What to work on
Print all of the data exactly.

The records
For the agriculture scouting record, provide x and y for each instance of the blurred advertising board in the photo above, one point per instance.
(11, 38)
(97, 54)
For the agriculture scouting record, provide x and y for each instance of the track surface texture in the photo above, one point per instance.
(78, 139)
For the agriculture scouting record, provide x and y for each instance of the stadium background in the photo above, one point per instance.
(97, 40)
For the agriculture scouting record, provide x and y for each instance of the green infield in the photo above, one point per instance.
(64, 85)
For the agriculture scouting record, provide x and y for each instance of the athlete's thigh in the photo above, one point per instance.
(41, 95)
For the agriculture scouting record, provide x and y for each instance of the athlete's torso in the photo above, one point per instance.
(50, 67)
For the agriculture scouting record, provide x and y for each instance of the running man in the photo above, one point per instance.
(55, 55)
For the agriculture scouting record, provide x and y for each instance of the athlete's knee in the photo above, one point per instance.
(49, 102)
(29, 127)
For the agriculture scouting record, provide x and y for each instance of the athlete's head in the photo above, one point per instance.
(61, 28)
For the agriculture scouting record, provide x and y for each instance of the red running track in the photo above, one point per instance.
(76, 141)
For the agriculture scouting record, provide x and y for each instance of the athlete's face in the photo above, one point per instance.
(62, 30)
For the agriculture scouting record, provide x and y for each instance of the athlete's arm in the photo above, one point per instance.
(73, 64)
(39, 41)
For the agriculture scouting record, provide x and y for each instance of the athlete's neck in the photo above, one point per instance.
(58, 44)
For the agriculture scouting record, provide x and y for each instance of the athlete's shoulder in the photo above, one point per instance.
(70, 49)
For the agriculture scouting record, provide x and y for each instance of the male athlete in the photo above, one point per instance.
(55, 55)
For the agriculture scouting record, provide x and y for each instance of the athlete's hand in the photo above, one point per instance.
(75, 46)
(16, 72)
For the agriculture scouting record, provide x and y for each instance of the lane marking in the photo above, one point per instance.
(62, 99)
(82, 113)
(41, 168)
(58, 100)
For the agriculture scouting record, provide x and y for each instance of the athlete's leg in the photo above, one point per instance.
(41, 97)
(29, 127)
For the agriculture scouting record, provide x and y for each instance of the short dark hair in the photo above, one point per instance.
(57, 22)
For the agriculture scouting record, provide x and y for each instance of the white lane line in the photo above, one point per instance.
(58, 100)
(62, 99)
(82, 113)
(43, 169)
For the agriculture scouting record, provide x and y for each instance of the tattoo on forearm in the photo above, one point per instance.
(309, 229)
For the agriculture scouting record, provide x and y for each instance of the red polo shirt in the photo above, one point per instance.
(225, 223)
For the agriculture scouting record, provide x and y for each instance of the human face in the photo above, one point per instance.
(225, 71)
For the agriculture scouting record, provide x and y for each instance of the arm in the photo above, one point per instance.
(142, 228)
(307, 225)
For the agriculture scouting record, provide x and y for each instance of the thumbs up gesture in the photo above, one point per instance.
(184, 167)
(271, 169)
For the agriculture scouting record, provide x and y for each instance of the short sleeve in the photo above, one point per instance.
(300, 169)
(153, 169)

Response
For the agriculture scouting record, provide x and y for each instance of the blurred advertising board in the photo above, one point per instance.
(11, 38)
(97, 54)
For the agriculture scouting record, provide x and y for each instance of the track surface texture in the photo above, one point per instance.
(78, 139)
For the agriculture scouting record, provide x and y for each instance of the stadium background in the photo above, one point per instance.
(97, 40)
For the agriculture scouting record, provide x and y for each instance of the green infield in the photo above, one point per instance.
(64, 85)
For the agriculture scouting record, provide x and y for each instance of the athlete's thigh in the photo above, one point per instance.
(41, 95)
For the agriculture scouting record, provide x and y for each instance of the athlete's torso in the photo above, one point per instance.
(50, 67)
For the agriculture scouting record, provide x and y for each instance of the running man in the photo above, one point per instance.
(55, 55)
For the agriculture scouting record, provide x and y for each instance of the athlete's knee in the photo above, one point per instance.
(49, 102)
(29, 127)
For the agriculture scouting record, provide x and y for each instance of the athlete's head in the photo above, one point per instance.
(61, 28)
For the agriculture scouting record, provide x and y for each instance of the red running track in the photo above, one point per instance.
(76, 141)
For the agriculture scouting record, provide x and y for each instance of the athlete's face in the photo above, one point per instance.
(62, 30)
For the agriculture scouting record, provide x and y for each instance of the athlete's arm in the photo above, one point per instance.
(73, 64)
(39, 41)
For the agriculture scouting record, provide x and y for each instance of the athlete's neck in the photo above, one point per instance.
(58, 44)
For the agriculture scouting record, provide x and y for each instance of the athlete's shoulder in the photo above, one point per instance.
(70, 49)
For the agriculture scouting record, provide x and y for each instance of the male athlete in the photo above, one point per instance.
(55, 55)
For the agriculture scouting record, provide x and y for each instance of the athlete's hand in the photo above, one point per instance.
(75, 46)
(16, 72)
For the agriculture scouting record, provide x and y for each instance of the lane marking in the photo above, one point per instance.
(62, 99)
(82, 113)
(41, 168)
(58, 100)
For the agriculture scouting record, provide x and y for each instance of the athlete's leg in the photo above, one point per instance.
(41, 97)
(29, 127)
For the agriculture scouting record, provide x and y for each instance of the short dark hair in the photo above, one point per instance.
(57, 22)
For the agriculture scouting record, provide x and y for each instance of the white lane line in the photo above, one point per instance.
(58, 100)
(62, 99)
(82, 113)
(43, 169)
For the agriculture scouting record, provide x and y for each instance of the tattoo on forearm in the photo above, one point per instance.
(309, 229)
For the agriculture scouting record, provide x and y for each instance of the red polo shirt in the photo above, one point per instance.
(225, 223)
For the agriculture scouting record, provide x and y for each instance of the human face in the photo above, one point per instance.
(225, 71)
For the agriculture scouting record, provide x and y for each instance of the arm in the photo above, one point per instance.
(142, 228)
(307, 225)
For the agriculture scouting record, provide x and y for each instance of the thumbs up gesture in the photo above, one point per instance.
(184, 167)
(271, 169)
For the agriculture scouting record, provide x and y for each instance of the short sleeve in the photo above, one point per instance.
(300, 169)
(153, 169)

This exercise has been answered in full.